INSTRUCTION: Could you put the rows below into a numbered list, leaving out any blank lines?
--- start of RECORDS ---
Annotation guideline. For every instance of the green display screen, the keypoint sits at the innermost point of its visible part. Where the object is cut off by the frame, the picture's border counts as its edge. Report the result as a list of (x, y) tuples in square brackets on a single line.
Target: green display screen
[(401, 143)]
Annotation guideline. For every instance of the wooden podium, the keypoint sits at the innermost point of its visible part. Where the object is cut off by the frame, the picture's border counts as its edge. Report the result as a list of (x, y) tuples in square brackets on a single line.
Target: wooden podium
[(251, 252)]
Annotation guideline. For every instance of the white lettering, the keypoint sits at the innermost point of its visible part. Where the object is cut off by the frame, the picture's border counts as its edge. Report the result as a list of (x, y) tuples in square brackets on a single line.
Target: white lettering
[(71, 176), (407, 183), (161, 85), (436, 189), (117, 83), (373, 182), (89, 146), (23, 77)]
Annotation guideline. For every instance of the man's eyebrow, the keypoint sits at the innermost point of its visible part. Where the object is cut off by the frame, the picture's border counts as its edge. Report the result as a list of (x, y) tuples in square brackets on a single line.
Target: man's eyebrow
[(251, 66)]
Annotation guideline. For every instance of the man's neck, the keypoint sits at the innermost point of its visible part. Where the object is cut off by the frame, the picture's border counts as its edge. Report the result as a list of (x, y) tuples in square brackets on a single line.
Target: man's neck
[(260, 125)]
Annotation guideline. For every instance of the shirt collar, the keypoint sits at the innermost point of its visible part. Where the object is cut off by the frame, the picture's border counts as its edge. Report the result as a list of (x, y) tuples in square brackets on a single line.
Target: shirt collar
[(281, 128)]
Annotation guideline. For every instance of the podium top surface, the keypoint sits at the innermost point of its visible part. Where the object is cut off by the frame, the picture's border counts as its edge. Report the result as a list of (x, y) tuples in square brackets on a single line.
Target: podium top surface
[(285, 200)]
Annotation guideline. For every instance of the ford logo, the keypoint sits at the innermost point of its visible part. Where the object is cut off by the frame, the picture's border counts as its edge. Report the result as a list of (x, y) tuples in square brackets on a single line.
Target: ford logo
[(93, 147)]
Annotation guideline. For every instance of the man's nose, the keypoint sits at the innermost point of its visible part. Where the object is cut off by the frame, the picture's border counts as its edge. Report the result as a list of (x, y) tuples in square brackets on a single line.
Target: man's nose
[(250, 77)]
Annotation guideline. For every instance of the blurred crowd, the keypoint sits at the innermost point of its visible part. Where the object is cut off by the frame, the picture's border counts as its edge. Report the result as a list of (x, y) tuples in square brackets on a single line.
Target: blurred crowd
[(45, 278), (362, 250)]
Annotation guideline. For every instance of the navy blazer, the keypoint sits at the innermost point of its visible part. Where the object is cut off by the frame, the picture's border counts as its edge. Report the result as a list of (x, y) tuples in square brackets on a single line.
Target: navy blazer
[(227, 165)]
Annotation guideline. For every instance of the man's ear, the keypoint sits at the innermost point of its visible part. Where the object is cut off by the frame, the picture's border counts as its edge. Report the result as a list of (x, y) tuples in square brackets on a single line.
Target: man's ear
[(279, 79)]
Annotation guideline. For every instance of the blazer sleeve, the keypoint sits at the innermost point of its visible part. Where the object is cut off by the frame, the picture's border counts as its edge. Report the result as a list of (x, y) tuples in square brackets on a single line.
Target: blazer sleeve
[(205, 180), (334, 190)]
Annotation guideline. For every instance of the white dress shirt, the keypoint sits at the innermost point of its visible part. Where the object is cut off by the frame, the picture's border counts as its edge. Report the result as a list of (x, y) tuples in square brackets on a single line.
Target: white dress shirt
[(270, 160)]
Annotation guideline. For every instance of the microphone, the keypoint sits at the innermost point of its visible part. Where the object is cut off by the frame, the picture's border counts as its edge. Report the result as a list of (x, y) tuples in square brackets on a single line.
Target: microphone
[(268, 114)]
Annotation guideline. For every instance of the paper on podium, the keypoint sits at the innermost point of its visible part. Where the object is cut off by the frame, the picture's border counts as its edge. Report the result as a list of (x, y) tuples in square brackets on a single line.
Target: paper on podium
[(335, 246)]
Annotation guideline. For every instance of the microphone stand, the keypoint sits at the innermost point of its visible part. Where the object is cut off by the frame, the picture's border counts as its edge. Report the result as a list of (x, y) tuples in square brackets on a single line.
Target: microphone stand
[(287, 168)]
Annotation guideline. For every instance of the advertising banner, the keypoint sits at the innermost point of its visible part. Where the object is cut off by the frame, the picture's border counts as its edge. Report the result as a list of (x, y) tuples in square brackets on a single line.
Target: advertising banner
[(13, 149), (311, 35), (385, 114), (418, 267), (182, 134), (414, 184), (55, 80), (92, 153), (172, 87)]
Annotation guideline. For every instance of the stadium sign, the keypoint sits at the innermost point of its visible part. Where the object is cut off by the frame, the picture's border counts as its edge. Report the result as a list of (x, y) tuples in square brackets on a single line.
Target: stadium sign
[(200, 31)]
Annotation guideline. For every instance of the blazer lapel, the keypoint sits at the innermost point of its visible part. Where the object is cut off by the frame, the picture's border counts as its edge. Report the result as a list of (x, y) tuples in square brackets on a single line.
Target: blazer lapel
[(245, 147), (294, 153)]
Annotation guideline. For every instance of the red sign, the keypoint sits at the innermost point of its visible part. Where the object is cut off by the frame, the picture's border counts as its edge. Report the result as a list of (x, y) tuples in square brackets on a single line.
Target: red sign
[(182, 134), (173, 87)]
--- end of RECORDS ---
CORRECT ANSWER:
1. Annotation guideline. For every instance of the green display screen, the keypoint sits at the innermost point of its visible part. Where the object is cut off by the frame, the picture's border counts as its edge. Report the result as a list of (x, y) tuples in square brackets on a single line.
2. Target: green display screen
3. [(401, 143)]
4. Annotation guideline. For every instance of the wooden podium, the keypoint sits at the innermost point of its visible part. Where the object is cut off by the frame, the picture's border counts as its edge. Report the result as a list of (x, y) tuples in square brackets on a single line.
5. Target: wooden podium
6. [(251, 252)]
7. Annotation guideline. For every instance of the white lettering, the keypoint sits at the innermost point of its visible part. Where the object is cut off by the frame, the picture's border counts as its edge. Report the result as a list of (x, y) tuples in square brackets on a single line.
8. Target: white lettering
9. [(71, 176), (407, 183), (161, 85), (436, 189), (117, 83), (373, 182), (89, 146), (23, 77)]
10. Annotation guideline. For every instance of the man's eyebrow, the keypoint sits at the innermost point of its visible part. Where the object is cut off by the frame, the picture's border counts as its edge. Report the result as a list of (x, y) tuples in square brackets on a single line.
11. Target: man's eyebrow
12. [(251, 66)]
13. Annotation guideline. For every instance of the man's neck, the keypoint sits at the innermost point of its visible part. Where the object is cut off by the frame, the picture's border counts as its edge. Report the result as a list of (x, y) tuples in square brackets on a single line.
14. Target: man's neck
15. [(260, 125)]
16. Annotation guideline. For every instance of the shirt collar, the keypoint sits at the innermost point of its visible part. Where the object is cut off by the frame, the picture's border counts as its edge. Report the result as a list of (x, y) tuples in square brackets on a single line.
17. Target: shirt collar
18. [(281, 128)]
19. Annotation guideline. For every instance of the podium top surface, the keypoint sits at the innermost point of its visible part. Where the object is cut off by the frame, the picture's border counts as its edge. Report the result as a list of (x, y) tuples in square brackets on a single line.
20. Target: podium top surface
21. [(285, 200)]
22. Annotation guideline. For every instance of the ford logo, the keypoint sits at the innermost point of its visible part. Where the object is cut off by the frame, the picture's border counts as its edge. Report the result as a list of (x, y) tuples in square brackets on a single line.
23. Target: ford logo
24. [(93, 147)]
25. Annotation guideline. For every instance of the man's nose, the keypoint sits at the innermost point of its visible part. Where the object is cut off by the frame, the picture's border counts as its edge. Report the result as a list of (x, y) tuples in square brackets on a single line.
26. Target: man's nose
27. [(250, 77)]
28. Annotation guideline. For every instance of the blurred crowd, the keypoint sits at the innermost point of its visible part. Where the object is cut off by the frame, the picture's border counts as its edge. Report the result as a list of (x, y) tuples in square brackets on a single line.
29. Target: blurred crowd
30. [(45, 278), (362, 250)]
31. Annotation guideline. For every instance of the navy blazer, the keypoint sits at the innermost point of its visible part. Where the object is cut off by the frame, the picture's border counts as its edge. Report the result as a list of (x, y) tuples in square brackets on a single line.
32. Target: navy blazer
33. [(227, 165)]
34. Annotation guideline. For every instance of the man's ear, the keypoint sits at the innermost point of its visible part. Where the object is cut off by the frame, the picture's border counts as its edge. Report the result as a list of (x, y) tuples in square brackets on a single line.
35. Target: man's ear
36. [(279, 79)]
37. Annotation guideline. For every instance of the blazer sleeve, the keypoint sits at the innermost point of its visible part. Where the object is cut off by the frame, the picture's border counts as its edge. Report the result as a list of (x, y) tuples in square brackets on a single line.
38. Target: blazer sleeve
39. [(205, 180), (334, 190)]
40. Annotation guideline. For every instance of the white dress shirt, the keypoint sits at the innermost point of its visible part. Where the object is cut off by the frame, the picture's border counts as its edge. Report the result as a list of (x, y) tuples in square brackets on a single line.
41. Target: white dress shirt
42. [(270, 160)]
43. Annotation guideline. For every instance of the microphone, the keypoint sits at the innermost point of its visible part. Where the object is cut off by the frame, the picture's border counts as its edge. Report the result as a list of (x, y) tuples in square brackets on a single line.
44. Target: microphone
45. [(268, 114)]
46. Annotation guideline. For every instance of the paper on podium, the keypoint sits at the innermost point of its visible part. Where the object is cut off by the frame, the picture's border counts as its edge. Report the result as a list of (x, y) tuples in square brackets on a single line.
47. Target: paper on podium
48. [(335, 246)]
49. Annotation guideline. For every instance of the microphone stand, the keypoint sits at the innermost point of its visible part. Where the object is cut off by the frame, the picture's border counts as its edge. Report the result as a list of (x, y) tuples in square brackets on a single line.
50. Target: microphone stand
51. [(287, 168)]
52. Annotation guideline. For every instance of the advertising banner, the keypoint sits at the innermost point of its visible part. Where the object is cut off by the frame, the picture's border counts as its edge. Report the result as a list of (x, y) tuples in square brackets on a single line.
53. Target: advertising banner
54. [(13, 149), (311, 35), (385, 114), (418, 267), (182, 134), (414, 184), (55, 80), (92, 153), (172, 87)]
55. Annotation guideline. For every instance of the stadium sign, the keypoint sits at the innermost point of its visible part. Where the object is cut off by the frame, the picture's border counts as its edge. Report the result as a list of (x, y) tuples in square brackets on a single line.
56. Target: stadium sign
57. [(200, 31)]
58. Annotation guideline. For every instance of the blazer lapel, the keypoint sits at the innermost point of its visible part. Where the object is cut off by the frame, the picture's border counts as its edge. Report the result as a list of (x, y) tuples in square brackets on a single line.
59. Target: blazer lapel
60. [(245, 147), (294, 153)]
61. Annotation guideline. For every instance of the red sign, the keypoint sits at the innermost point of its visible part. Where the object is cut off by the frame, the picture's border counts as its edge. Report the result as a list of (x, y) tuples in square brackets on a single line.
62. Target: red sign
63. [(182, 134), (173, 87)]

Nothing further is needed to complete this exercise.